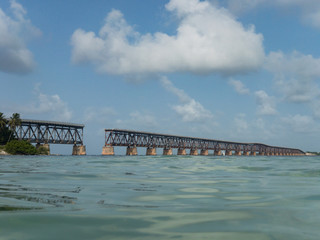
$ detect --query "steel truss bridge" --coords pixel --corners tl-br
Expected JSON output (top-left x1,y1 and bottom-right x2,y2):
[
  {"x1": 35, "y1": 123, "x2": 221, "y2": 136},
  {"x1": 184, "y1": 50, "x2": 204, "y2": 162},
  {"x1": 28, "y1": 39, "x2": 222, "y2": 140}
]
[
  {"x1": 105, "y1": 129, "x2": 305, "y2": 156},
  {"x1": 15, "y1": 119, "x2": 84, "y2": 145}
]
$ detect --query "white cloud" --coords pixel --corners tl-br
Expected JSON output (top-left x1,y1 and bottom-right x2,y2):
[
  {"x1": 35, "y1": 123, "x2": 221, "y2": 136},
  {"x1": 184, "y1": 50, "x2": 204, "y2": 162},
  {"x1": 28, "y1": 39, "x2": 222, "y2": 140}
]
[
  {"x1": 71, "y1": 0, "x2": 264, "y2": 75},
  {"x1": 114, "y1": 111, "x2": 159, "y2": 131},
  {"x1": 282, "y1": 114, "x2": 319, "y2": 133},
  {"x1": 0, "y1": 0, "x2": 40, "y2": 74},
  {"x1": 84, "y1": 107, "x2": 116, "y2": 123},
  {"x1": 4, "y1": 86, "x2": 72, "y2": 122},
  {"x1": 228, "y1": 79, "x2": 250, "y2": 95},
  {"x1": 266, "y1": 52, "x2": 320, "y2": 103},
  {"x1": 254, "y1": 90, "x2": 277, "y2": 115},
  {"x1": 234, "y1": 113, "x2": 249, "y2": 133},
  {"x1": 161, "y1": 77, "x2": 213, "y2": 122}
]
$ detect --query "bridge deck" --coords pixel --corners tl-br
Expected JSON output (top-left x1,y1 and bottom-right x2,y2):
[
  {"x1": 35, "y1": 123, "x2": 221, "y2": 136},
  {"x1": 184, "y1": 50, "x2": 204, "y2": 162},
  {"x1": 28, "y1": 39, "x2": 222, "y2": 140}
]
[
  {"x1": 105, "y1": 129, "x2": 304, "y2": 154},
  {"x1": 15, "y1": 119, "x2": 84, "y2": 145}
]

Aim »
Please set out every line of the rows above as a Markdown table with two columns: "No.", which numbers the lines from 1, and "Line", which holds each line's text. Skip blank lines and leave the pictures out.

Task answer »
| No. | Line |
|---|---|
| 1 | $ detect --query "steel truss bridge" --coords pixel --corners tl-br |
| 2 | Expected JSON output (top-left x1,y1 and bottom-right x2,y2): |
| 3 | [ |
| 4 |   {"x1": 35, "y1": 123, "x2": 221, "y2": 136}, |
| 5 |   {"x1": 184, "y1": 50, "x2": 204, "y2": 162}, |
| 6 |   {"x1": 28, "y1": 39, "x2": 222, "y2": 140} |
| 7 | ] |
| 8 | [ |
| 9 |   {"x1": 105, "y1": 129, "x2": 305, "y2": 156}, |
| 10 |   {"x1": 15, "y1": 119, "x2": 84, "y2": 145} |
| 11 | ] |
| 12 | $ detect --query "white cloud" --coords pixel --corners tl-br |
| 13 | Expected JSON output (top-left x1,y1 and bottom-right x2,y2): |
| 14 | [ |
| 15 |   {"x1": 35, "y1": 123, "x2": 221, "y2": 136}, |
| 16 |   {"x1": 184, "y1": 50, "x2": 204, "y2": 162}, |
| 17 |   {"x1": 28, "y1": 39, "x2": 222, "y2": 140} |
| 18 | ] |
| 19 | [ |
| 20 |   {"x1": 71, "y1": 0, "x2": 264, "y2": 75}, |
| 21 |   {"x1": 114, "y1": 111, "x2": 159, "y2": 131}, |
| 22 |   {"x1": 282, "y1": 114, "x2": 319, "y2": 133}, |
| 23 |   {"x1": 0, "y1": 0, "x2": 40, "y2": 74}, |
| 24 |   {"x1": 84, "y1": 107, "x2": 116, "y2": 123}, |
| 25 |   {"x1": 4, "y1": 86, "x2": 72, "y2": 122}, |
| 26 |   {"x1": 228, "y1": 79, "x2": 250, "y2": 95}, |
| 27 |   {"x1": 266, "y1": 52, "x2": 320, "y2": 103}, |
| 28 |   {"x1": 254, "y1": 90, "x2": 277, "y2": 115}, |
| 29 |   {"x1": 234, "y1": 113, "x2": 249, "y2": 133}, |
| 30 |   {"x1": 161, "y1": 77, "x2": 213, "y2": 122} |
| 31 | ] |
| 32 | $ detect --query "bridge deck" --coords pixel --corners tl-br |
| 33 | Expected JSON output (top-left x1,y1 and bottom-right x2,y2): |
| 34 | [ |
| 35 |   {"x1": 35, "y1": 123, "x2": 221, "y2": 136}, |
| 36 |   {"x1": 184, "y1": 50, "x2": 204, "y2": 162}, |
| 37 |   {"x1": 28, "y1": 39, "x2": 222, "y2": 140} |
| 38 | ] |
| 39 | [ |
| 40 |   {"x1": 105, "y1": 129, "x2": 304, "y2": 154}, |
| 41 |   {"x1": 15, "y1": 119, "x2": 84, "y2": 145} |
| 42 | ] |